* Given task:
All the data should come back exactly as it was given.

* Data lines:

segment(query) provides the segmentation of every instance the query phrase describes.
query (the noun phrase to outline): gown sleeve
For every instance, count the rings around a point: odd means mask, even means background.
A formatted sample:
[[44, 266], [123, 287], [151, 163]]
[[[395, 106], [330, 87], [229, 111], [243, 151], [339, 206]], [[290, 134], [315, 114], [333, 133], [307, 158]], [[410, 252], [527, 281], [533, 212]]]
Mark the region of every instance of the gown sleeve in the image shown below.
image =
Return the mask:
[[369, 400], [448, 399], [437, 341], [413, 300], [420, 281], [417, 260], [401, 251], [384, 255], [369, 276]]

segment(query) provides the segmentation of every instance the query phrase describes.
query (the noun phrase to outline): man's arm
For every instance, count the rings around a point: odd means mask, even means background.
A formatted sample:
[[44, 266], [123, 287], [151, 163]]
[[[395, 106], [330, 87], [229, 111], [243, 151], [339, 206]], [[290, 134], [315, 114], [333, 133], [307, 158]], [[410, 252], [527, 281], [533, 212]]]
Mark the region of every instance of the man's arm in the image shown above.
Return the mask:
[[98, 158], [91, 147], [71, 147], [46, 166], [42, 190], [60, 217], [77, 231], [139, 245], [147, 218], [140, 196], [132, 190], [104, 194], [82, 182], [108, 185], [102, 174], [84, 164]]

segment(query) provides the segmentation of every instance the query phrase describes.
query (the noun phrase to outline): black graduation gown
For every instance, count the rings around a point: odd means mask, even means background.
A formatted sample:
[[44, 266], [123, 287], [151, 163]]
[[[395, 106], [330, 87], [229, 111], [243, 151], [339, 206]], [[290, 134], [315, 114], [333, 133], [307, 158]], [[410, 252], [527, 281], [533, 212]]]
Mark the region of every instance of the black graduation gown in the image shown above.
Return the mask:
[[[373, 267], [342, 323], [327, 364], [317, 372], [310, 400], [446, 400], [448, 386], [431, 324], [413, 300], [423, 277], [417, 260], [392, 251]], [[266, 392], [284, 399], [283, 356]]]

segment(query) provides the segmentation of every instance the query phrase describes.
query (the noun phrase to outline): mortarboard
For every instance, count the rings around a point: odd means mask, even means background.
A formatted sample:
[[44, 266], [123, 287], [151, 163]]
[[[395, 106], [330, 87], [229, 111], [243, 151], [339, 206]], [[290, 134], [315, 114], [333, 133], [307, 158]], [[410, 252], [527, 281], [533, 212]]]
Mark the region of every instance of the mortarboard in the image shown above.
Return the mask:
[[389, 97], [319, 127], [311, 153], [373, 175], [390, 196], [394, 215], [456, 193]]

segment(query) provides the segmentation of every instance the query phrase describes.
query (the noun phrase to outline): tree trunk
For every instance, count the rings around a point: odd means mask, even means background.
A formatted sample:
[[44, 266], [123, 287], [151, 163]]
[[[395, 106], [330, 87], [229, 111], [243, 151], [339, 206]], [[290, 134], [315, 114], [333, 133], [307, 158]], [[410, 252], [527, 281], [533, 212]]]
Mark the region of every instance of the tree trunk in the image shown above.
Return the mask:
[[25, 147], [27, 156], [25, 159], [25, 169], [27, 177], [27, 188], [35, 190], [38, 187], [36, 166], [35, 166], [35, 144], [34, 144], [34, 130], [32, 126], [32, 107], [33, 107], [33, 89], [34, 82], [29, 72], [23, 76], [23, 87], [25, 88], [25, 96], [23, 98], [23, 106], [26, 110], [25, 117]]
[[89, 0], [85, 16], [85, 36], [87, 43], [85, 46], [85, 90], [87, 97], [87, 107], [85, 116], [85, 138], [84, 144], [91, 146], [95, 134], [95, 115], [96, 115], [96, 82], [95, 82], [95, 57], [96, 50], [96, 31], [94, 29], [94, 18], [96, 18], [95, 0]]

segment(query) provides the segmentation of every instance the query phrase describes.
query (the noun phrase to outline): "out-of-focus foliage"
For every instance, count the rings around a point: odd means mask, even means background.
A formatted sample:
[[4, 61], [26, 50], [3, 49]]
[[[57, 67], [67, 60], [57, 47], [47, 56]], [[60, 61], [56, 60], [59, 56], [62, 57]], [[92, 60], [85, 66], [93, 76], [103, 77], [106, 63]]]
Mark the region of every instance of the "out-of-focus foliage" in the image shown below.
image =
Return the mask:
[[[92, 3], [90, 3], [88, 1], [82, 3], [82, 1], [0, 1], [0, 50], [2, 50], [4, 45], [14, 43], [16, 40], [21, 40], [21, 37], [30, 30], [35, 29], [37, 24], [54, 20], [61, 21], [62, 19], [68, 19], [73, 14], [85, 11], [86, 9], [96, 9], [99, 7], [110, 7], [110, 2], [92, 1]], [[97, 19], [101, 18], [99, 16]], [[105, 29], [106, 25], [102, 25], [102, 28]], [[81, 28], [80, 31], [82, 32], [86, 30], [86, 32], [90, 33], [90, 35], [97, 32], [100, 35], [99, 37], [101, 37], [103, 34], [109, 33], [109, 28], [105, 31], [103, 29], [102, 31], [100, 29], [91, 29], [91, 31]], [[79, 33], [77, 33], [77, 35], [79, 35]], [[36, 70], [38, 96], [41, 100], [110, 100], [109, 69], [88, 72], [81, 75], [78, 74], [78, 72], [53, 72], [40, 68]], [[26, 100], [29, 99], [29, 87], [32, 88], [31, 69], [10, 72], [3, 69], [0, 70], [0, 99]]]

* Solution:
segment(query) provides the segmentation of every instance the query phrase describes.
query (the noun phrase to outline): gown sleeve
For every instance, count the rings around a point: odd means mask, even means background.
A formatted sample:
[[44, 266], [123, 287], [151, 163]]
[[[395, 106], [330, 87], [229, 111], [243, 151], [339, 206]], [[290, 134], [315, 114], [333, 133], [307, 158]], [[410, 252], [527, 281], [533, 212]]]
Mark the region of every instance of the gown sleeve in the image shown below.
image =
Return the mask:
[[369, 400], [448, 399], [437, 341], [413, 300], [420, 281], [417, 260], [401, 251], [384, 255], [369, 276]]

segment(query) provides the segmentation of every instance the query phrase describes.
query (the noun phrase to outline): man's arm
For every instance, count the rings around a point: odd means mask, even means background.
A formatted sample:
[[44, 266], [123, 287], [151, 163]]
[[[395, 106], [330, 87], [229, 111], [243, 151], [339, 206]], [[290, 134], [315, 114], [333, 133], [307, 158]], [[410, 252], [527, 281], [533, 212]]]
Mark the region of every instance of the man's arm in the image shown above.
Return the mask:
[[98, 158], [91, 147], [71, 147], [46, 166], [42, 190], [60, 217], [77, 231], [139, 245], [147, 218], [140, 196], [132, 190], [104, 194], [82, 182], [108, 185], [102, 174], [84, 164]]

segment(query) provides the segmentation of every instance the query phrase describes.
query (the noun phrase to outline): black graduation gown
For every instance, count the rings around a point: odd means mask, even means background.
A formatted sample:
[[44, 266], [123, 287], [151, 163]]
[[[395, 106], [330, 87], [229, 111], [243, 151], [339, 206]], [[290, 134], [315, 114], [333, 133], [307, 158]], [[410, 252], [527, 281], [533, 212]]]
Mark the region of every instance of the black graduation gown in the image shown above.
Return the mask:
[[[373, 267], [342, 323], [327, 364], [317, 372], [310, 400], [446, 400], [448, 386], [431, 324], [413, 300], [423, 277], [417, 260], [392, 251]], [[266, 392], [284, 399], [283, 356]]]

segment(query) provides the segmentation of every instance the query phrase describes.
query (the noun phrase to outline): mortarboard
For every instance, count the rings around a point: odd means mask, even means background.
A formatted sample:
[[44, 266], [123, 287], [151, 163]]
[[[395, 106], [330, 87], [229, 111], [243, 151], [339, 206]], [[290, 134], [315, 114], [333, 133], [307, 158]], [[410, 252], [527, 281], [533, 212]]]
Mark the region of every instance of the mortarboard in the image shown above.
Return the mask:
[[389, 97], [319, 127], [311, 153], [373, 175], [390, 196], [394, 215], [456, 193]]

segment(query) provides the segmentation of every instance the query phrase describes.
query (the noun phrase to outline): tree trunk
For every instance, count the rings around a point: odd means mask, even means background.
A formatted sample:
[[44, 266], [123, 287], [151, 163]]
[[[395, 106], [330, 87], [229, 111], [243, 151], [339, 206]], [[290, 134], [315, 114], [333, 133], [307, 158]], [[410, 252], [527, 281], [533, 212]]]
Mark the region of every instance of the tree trunk in the image shown above.
Return the mask:
[[25, 147], [27, 156], [25, 159], [25, 169], [27, 177], [27, 188], [35, 190], [38, 187], [36, 166], [35, 166], [35, 144], [34, 144], [34, 130], [32, 126], [32, 107], [33, 107], [33, 89], [34, 82], [29, 72], [23, 76], [23, 87], [25, 88], [25, 96], [23, 98], [23, 106], [26, 110], [25, 117]]
[[89, 0], [85, 16], [85, 36], [87, 43], [85, 46], [85, 90], [87, 97], [87, 107], [85, 116], [85, 138], [84, 144], [91, 146], [95, 134], [95, 115], [96, 115], [96, 82], [95, 82], [95, 57], [96, 50], [96, 31], [94, 29], [94, 18], [96, 18], [95, 0]]

segment(query) provides the segmentation of every instance the query phrase describes.
query (the noun phrase to outline): "out-of-focus foliage"
For every instance, count the rings around a point: odd means mask, even means background.
A formatted sample:
[[4, 61], [26, 50], [3, 49]]
[[[57, 67], [67, 60], [57, 47], [47, 56]], [[60, 61], [56, 60], [59, 56], [62, 57]], [[92, 60], [85, 66], [93, 76], [103, 77], [106, 63]]]
Mark the region of every instance of the "out-of-focus foliage" in the image shown below.
image =
Return the mask:
[[[92, 3], [90, 3], [88, 1], [82, 3], [82, 1], [0, 1], [0, 50], [2, 50], [4, 45], [14, 43], [16, 40], [21, 40], [21, 37], [30, 30], [35, 29], [37, 24], [54, 20], [61, 21], [62, 19], [68, 19], [73, 14], [85, 11], [86, 9], [96, 9], [99, 7], [110, 7], [110, 2], [92, 1]], [[97, 19], [101, 18], [99, 16]], [[105, 29], [106, 25], [102, 25], [102, 28]], [[81, 28], [80, 31], [82, 32], [86, 30], [86, 32], [90, 33], [90, 35], [97, 32], [100, 35], [99, 37], [101, 37], [103, 34], [109, 33], [109, 28], [105, 31], [103, 29], [102, 31], [100, 29], [91, 29], [91, 31]], [[79, 33], [77, 33], [77, 35], [79, 35]], [[36, 70], [38, 96], [41, 100], [110, 100], [109, 69], [88, 72], [81, 75], [78, 74], [78, 72], [53, 72], [40, 68]], [[26, 100], [29, 99], [29, 87], [32, 88], [31, 69], [10, 72], [3, 69], [0, 70], [0, 99]]]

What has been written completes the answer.